■ WHAT IS REQUIRED
Give back the stretch of the listing from the line containing "Would you be so kind as to detect the rocky foreground" through the line containing "[49,52,216,167]" with "glacier" changed to "ice field". Leave everything else in those lines unchanged.
>> BEGIN DATA SECTION
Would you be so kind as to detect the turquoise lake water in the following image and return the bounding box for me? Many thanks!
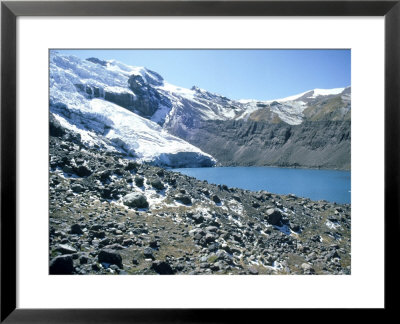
[173,167,351,204]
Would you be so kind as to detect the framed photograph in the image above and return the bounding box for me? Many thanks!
[1,1,400,323]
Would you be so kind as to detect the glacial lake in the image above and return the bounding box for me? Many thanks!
[172,167,351,204]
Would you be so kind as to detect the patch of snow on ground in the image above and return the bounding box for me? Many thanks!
[325,220,340,229]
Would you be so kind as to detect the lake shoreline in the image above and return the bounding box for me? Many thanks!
[169,166,351,204]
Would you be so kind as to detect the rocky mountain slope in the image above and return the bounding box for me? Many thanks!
[49,133,351,275]
[50,52,351,169]
[181,120,351,170]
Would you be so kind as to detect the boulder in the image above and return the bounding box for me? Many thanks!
[212,195,221,204]
[135,176,144,187]
[98,249,123,268]
[69,224,83,234]
[122,192,149,208]
[58,244,78,254]
[151,260,174,275]
[174,194,192,205]
[150,179,165,190]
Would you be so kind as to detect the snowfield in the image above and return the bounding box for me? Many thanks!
[49,51,348,167]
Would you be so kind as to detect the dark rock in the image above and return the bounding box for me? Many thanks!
[266,208,282,225]
[143,247,154,260]
[79,255,89,264]
[50,255,74,274]
[211,195,221,204]
[174,194,192,205]
[192,214,204,224]
[151,260,174,275]
[150,179,165,190]
[69,224,83,234]
[98,249,122,268]
[76,165,92,177]
[135,176,144,187]
[58,244,78,254]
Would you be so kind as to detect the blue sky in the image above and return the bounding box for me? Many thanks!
[58,50,351,100]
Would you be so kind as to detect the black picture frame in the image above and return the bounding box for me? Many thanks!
[1,0,400,323]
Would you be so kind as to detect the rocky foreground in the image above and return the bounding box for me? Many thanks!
[49,132,351,275]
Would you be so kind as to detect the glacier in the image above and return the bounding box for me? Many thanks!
[49,52,216,167]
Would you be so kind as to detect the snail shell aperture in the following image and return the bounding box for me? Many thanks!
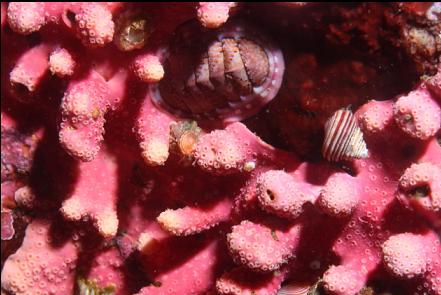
[150,21,285,123]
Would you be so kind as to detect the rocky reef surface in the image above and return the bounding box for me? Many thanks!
[1,2,441,295]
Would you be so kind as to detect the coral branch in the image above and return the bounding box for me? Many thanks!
[227,220,301,271]
[2,219,77,295]
[59,71,112,161]
[157,198,232,236]
[136,96,173,166]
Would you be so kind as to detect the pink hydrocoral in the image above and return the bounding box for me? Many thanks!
[60,151,118,237]
[59,72,112,161]
[394,90,441,140]
[1,209,15,241]
[157,198,232,236]
[194,130,246,174]
[257,170,314,219]
[136,97,173,166]
[216,267,289,295]
[318,173,360,217]
[2,4,440,294]
[382,232,441,294]
[382,233,426,279]
[227,220,301,271]
[75,2,115,47]
[197,2,237,28]
[9,44,50,92]
[8,2,46,34]
[2,219,77,294]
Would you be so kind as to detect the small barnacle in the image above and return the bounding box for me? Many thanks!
[75,278,115,295]
[170,120,201,157]
[114,10,152,51]
[150,21,285,122]
[243,161,256,172]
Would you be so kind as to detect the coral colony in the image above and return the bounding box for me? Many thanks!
[1,2,441,295]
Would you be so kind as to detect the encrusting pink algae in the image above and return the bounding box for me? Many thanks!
[1,2,441,295]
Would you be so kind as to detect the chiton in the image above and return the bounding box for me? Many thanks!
[149,21,285,123]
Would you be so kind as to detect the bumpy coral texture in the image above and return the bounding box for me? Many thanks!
[1,2,441,295]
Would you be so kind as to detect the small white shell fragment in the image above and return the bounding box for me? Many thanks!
[243,161,256,172]
[277,283,311,295]
[322,109,369,162]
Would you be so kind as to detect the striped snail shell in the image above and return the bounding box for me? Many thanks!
[322,109,369,161]
[150,21,285,123]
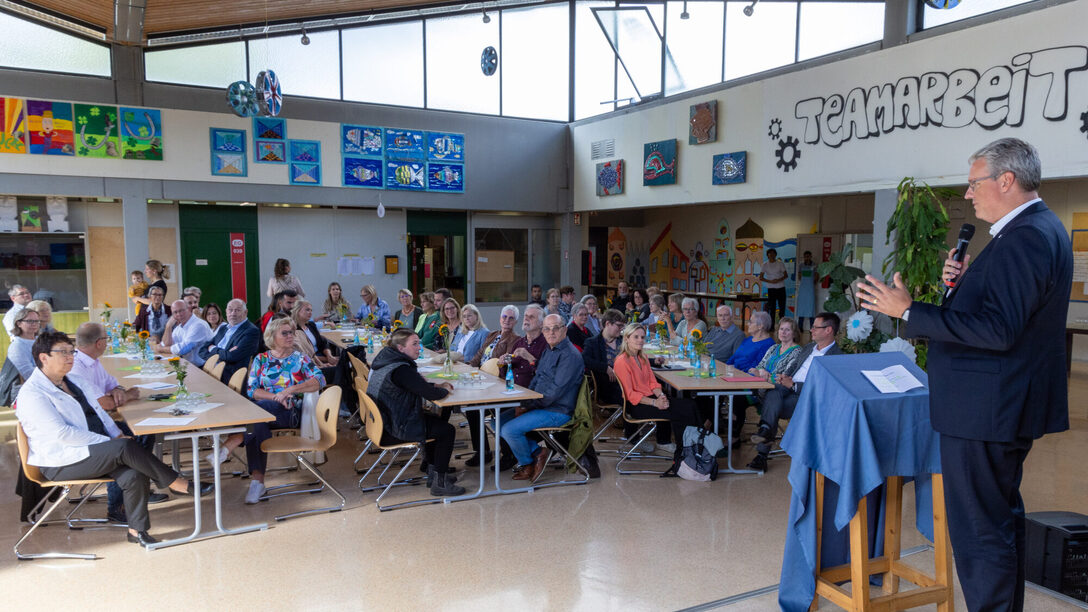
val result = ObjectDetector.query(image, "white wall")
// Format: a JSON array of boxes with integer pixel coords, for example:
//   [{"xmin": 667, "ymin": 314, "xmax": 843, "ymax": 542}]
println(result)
[
  {"xmin": 257, "ymin": 206, "xmax": 409, "ymax": 311},
  {"xmin": 571, "ymin": 2, "xmax": 1088, "ymax": 210}
]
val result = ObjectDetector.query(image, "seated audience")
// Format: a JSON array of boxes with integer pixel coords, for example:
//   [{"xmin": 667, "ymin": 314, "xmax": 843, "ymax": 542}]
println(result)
[
  {"xmin": 200, "ymin": 298, "xmax": 261, "ymax": 382},
  {"xmin": 355, "ymin": 284, "xmax": 393, "ymax": 329},
  {"xmin": 625, "ymin": 289, "xmax": 650, "ymax": 323},
  {"xmin": 726, "ymin": 310, "xmax": 775, "ymax": 371},
  {"xmin": 498, "ymin": 304, "xmax": 547, "ymax": 387},
  {"xmin": 502, "ymin": 308, "xmax": 584, "ymax": 482},
  {"xmin": 128, "ymin": 270, "xmax": 149, "ymax": 317},
  {"xmin": 703, "ymin": 304, "xmax": 744, "ymax": 362},
  {"xmin": 3, "ymin": 284, "xmax": 34, "ymax": 338},
  {"xmin": 559, "ymin": 285, "xmax": 574, "ymax": 323},
  {"xmin": 154, "ymin": 299, "xmax": 212, "ymax": 367},
  {"xmin": 449, "ymin": 304, "xmax": 491, "ymax": 362},
  {"xmin": 290, "ymin": 299, "xmax": 339, "ymax": 370},
  {"xmin": 261, "ymin": 289, "xmax": 298, "ymax": 333},
  {"xmin": 580, "ymin": 293, "xmax": 601, "ymax": 336},
  {"xmin": 393, "ymin": 289, "xmax": 423, "ymax": 331},
  {"xmin": 567, "ymin": 303, "xmax": 592, "ymax": 351},
  {"xmin": 431, "ymin": 297, "xmax": 461, "ymax": 353},
  {"xmin": 317, "ymin": 281, "xmax": 351, "ymax": 323},
  {"xmin": 237, "ymin": 318, "xmax": 325, "ymax": 504},
  {"xmin": 15, "ymin": 332, "xmax": 212, "ymax": 546},
  {"xmin": 415, "ymin": 291, "xmax": 442, "ymax": 348},
  {"xmin": 264, "ymin": 258, "xmax": 306, "ymax": 297},
  {"xmin": 671, "ymin": 297, "xmax": 706, "ymax": 344},
  {"xmin": 26, "ymin": 299, "xmax": 57, "ymax": 333},
  {"xmin": 749, "ymin": 313, "xmax": 842, "ymax": 472},
  {"xmin": 367, "ymin": 328, "xmax": 472, "ymax": 497},
  {"xmin": 133, "ymin": 286, "xmax": 172, "ymax": 342},
  {"xmin": 544, "ymin": 286, "xmax": 567, "ymax": 322},
  {"xmin": 200, "ymin": 302, "xmax": 226, "ymax": 333},
  {"xmin": 8, "ymin": 308, "xmax": 41, "ymax": 381},
  {"xmin": 615, "ymin": 323, "xmax": 701, "ymax": 460}
]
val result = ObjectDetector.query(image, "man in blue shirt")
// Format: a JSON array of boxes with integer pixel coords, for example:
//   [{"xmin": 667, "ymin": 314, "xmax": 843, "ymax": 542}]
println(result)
[
  {"xmin": 502, "ymin": 315, "xmax": 585, "ymax": 482},
  {"xmin": 200, "ymin": 298, "xmax": 261, "ymax": 382}
]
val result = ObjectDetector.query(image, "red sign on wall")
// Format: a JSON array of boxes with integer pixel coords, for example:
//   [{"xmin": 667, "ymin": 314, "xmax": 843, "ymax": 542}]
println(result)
[{"xmin": 231, "ymin": 234, "xmax": 246, "ymax": 301}]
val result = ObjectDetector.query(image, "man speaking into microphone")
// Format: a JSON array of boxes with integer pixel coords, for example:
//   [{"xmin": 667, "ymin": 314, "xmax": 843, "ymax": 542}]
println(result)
[{"xmin": 858, "ymin": 138, "xmax": 1073, "ymax": 610}]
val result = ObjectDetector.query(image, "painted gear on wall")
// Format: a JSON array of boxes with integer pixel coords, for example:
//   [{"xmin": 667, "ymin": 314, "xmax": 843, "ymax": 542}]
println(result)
[
  {"xmin": 775, "ymin": 136, "xmax": 801, "ymax": 172},
  {"xmin": 767, "ymin": 117, "xmax": 782, "ymax": 140}
]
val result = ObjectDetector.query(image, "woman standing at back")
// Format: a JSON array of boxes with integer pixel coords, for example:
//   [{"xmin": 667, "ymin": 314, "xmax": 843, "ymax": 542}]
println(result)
[{"xmin": 264, "ymin": 257, "xmax": 306, "ymax": 297}]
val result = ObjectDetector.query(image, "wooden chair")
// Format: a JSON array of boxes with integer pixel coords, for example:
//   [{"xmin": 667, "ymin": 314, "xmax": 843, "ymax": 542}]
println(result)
[
  {"xmin": 202, "ymin": 355, "xmax": 223, "ymax": 376},
  {"xmin": 359, "ymin": 393, "xmax": 443, "ymax": 512},
  {"xmin": 15, "ymin": 424, "xmax": 113, "ymax": 561},
  {"xmin": 255, "ymin": 387, "xmax": 347, "ymax": 521},
  {"xmin": 616, "ymin": 379, "xmax": 672, "ymax": 475},
  {"xmin": 226, "ymin": 368, "xmax": 249, "ymax": 394},
  {"xmin": 480, "ymin": 357, "xmax": 500, "ymax": 378}
]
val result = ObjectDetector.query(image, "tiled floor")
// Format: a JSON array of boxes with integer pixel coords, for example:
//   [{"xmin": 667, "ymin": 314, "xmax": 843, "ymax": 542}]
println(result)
[{"xmin": 0, "ymin": 363, "xmax": 1088, "ymax": 610}]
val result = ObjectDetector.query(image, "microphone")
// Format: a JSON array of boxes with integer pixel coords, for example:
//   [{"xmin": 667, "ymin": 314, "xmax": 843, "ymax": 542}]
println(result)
[{"xmin": 944, "ymin": 223, "xmax": 975, "ymax": 299}]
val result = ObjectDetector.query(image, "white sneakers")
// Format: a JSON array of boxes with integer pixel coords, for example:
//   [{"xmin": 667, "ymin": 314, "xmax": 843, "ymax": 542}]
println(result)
[
  {"xmin": 246, "ymin": 480, "xmax": 265, "ymax": 504},
  {"xmin": 205, "ymin": 446, "xmax": 231, "ymax": 464}
]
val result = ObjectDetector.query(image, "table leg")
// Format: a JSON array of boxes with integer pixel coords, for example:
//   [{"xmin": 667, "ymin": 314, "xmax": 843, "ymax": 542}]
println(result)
[{"xmin": 147, "ymin": 427, "xmax": 268, "ymax": 550}]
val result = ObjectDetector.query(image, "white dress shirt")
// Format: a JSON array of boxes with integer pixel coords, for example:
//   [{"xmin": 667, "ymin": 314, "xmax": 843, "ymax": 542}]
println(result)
[
  {"xmin": 163, "ymin": 315, "xmax": 213, "ymax": 366},
  {"xmin": 15, "ymin": 368, "xmax": 121, "ymax": 467}
]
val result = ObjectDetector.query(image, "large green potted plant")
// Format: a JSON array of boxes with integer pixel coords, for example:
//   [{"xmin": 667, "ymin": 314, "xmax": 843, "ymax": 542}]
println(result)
[{"xmin": 882, "ymin": 176, "xmax": 960, "ymax": 368}]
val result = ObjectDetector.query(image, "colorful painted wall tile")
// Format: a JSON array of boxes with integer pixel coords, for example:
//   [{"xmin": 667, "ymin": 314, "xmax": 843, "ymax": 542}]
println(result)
[
  {"xmin": 710, "ymin": 151, "xmax": 747, "ymax": 185},
  {"xmin": 344, "ymin": 157, "xmax": 382, "ymax": 189},
  {"xmin": 385, "ymin": 127, "xmax": 426, "ymax": 161},
  {"xmin": 341, "ymin": 123, "xmax": 383, "ymax": 157},
  {"xmin": 426, "ymin": 162, "xmax": 465, "ymax": 193},
  {"xmin": 597, "ymin": 159, "xmax": 623, "ymax": 196},
  {"xmin": 385, "ymin": 161, "xmax": 426, "ymax": 192},
  {"xmin": 72, "ymin": 105, "xmax": 121, "ymax": 159},
  {"xmin": 642, "ymin": 138, "xmax": 677, "ymax": 185},
  {"xmin": 121, "ymin": 107, "xmax": 163, "ymax": 161},
  {"xmin": 426, "ymin": 132, "xmax": 465, "ymax": 161},
  {"xmin": 0, "ymin": 98, "xmax": 26, "ymax": 154},
  {"xmin": 26, "ymin": 100, "xmax": 75, "ymax": 156}
]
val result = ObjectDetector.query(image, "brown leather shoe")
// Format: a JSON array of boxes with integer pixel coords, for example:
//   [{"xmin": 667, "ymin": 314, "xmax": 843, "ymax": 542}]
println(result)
[{"xmin": 529, "ymin": 446, "xmax": 552, "ymax": 482}]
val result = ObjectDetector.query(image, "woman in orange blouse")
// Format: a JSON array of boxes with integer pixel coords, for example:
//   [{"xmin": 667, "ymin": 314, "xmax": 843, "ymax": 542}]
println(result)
[{"xmin": 613, "ymin": 323, "xmax": 702, "ymax": 458}]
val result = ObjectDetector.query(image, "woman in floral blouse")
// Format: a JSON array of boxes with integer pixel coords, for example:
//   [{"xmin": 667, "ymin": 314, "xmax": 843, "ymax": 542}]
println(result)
[{"xmin": 209, "ymin": 317, "xmax": 325, "ymax": 504}]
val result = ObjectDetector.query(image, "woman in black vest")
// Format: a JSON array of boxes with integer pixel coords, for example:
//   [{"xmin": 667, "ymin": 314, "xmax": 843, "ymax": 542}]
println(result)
[{"xmin": 367, "ymin": 328, "xmax": 465, "ymax": 498}]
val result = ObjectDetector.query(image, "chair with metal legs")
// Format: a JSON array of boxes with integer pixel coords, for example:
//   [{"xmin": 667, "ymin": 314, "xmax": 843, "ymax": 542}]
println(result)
[
  {"xmin": 255, "ymin": 387, "xmax": 347, "ymax": 521},
  {"xmin": 14, "ymin": 425, "xmax": 112, "ymax": 561},
  {"xmin": 359, "ymin": 393, "xmax": 442, "ymax": 512},
  {"xmin": 616, "ymin": 379, "xmax": 672, "ymax": 475}
]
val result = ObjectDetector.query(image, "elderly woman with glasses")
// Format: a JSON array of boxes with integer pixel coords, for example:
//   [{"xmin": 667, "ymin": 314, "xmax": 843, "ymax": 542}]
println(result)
[{"xmin": 243, "ymin": 317, "xmax": 325, "ymax": 504}]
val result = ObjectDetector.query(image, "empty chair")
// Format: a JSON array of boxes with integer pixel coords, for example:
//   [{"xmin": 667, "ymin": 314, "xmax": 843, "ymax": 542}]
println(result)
[{"xmin": 261, "ymin": 387, "xmax": 347, "ymax": 521}]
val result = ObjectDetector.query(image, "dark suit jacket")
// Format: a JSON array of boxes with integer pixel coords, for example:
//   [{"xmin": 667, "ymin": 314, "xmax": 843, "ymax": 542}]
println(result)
[
  {"xmin": 906, "ymin": 201, "xmax": 1073, "ymax": 442},
  {"xmin": 200, "ymin": 321, "xmax": 261, "ymax": 382}
]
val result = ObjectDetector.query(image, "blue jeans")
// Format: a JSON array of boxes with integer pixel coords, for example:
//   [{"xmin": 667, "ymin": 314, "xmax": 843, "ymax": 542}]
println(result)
[{"xmin": 500, "ymin": 408, "xmax": 570, "ymax": 465}]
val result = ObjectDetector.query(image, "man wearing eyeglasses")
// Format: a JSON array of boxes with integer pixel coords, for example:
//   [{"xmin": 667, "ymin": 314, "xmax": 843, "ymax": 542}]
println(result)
[
  {"xmin": 502, "ymin": 315, "xmax": 584, "ymax": 482},
  {"xmin": 858, "ymin": 138, "xmax": 1073, "ymax": 610},
  {"xmin": 749, "ymin": 313, "xmax": 842, "ymax": 472},
  {"xmin": 3, "ymin": 284, "xmax": 34, "ymax": 339}
]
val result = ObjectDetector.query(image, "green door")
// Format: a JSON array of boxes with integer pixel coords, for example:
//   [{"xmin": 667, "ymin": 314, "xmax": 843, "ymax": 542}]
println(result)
[{"xmin": 178, "ymin": 205, "xmax": 264, "ymax": 320}]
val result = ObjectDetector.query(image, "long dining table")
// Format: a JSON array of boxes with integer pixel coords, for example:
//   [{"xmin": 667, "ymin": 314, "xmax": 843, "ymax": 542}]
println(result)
[
  {"xmin": 647, "ymin": 345, "xmax": 775, "ymax": 474},
  {"xmin": 100, "ymin": 354, "xmax": 274, "ymax": 550}
]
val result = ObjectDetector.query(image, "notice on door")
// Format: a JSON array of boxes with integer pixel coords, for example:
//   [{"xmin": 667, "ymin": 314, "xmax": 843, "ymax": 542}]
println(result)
[{"xmin": 231, "ymin": 233, "xmax": 246, "ymax": 299}]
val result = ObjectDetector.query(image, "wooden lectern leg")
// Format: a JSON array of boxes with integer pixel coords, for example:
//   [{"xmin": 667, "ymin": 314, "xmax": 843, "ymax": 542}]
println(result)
[
  {"xmin": 932, "ymin": 474, "xmax": 953, "ymax": 612},
  {"xmin": 883, "ymin": 476, "xmax": 903, "ymax": 593},
  {"xmin": 850, "ymin": 497, "xmax": 870, "ymax": 611},
  {"xmin": 808, "ymin": 472, "xmax": 825, "ymax": 612}
]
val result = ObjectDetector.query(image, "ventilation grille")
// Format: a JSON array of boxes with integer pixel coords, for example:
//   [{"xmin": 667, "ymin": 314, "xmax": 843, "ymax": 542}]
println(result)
[{"xmin": 592, "ymin": 138, "xmax": 616, "ymax": 159}]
>> END DATA SECTION
■ FINAL ANSWER
Would you be so kind as to detect the rocky foreground in the image above and return the bounding box for me? Many thanks!
[49,132,351,275]
Would you be so kind as to detect the ice field in the image above and return the bounding box for me? Many thanks!
[49,52,216,167]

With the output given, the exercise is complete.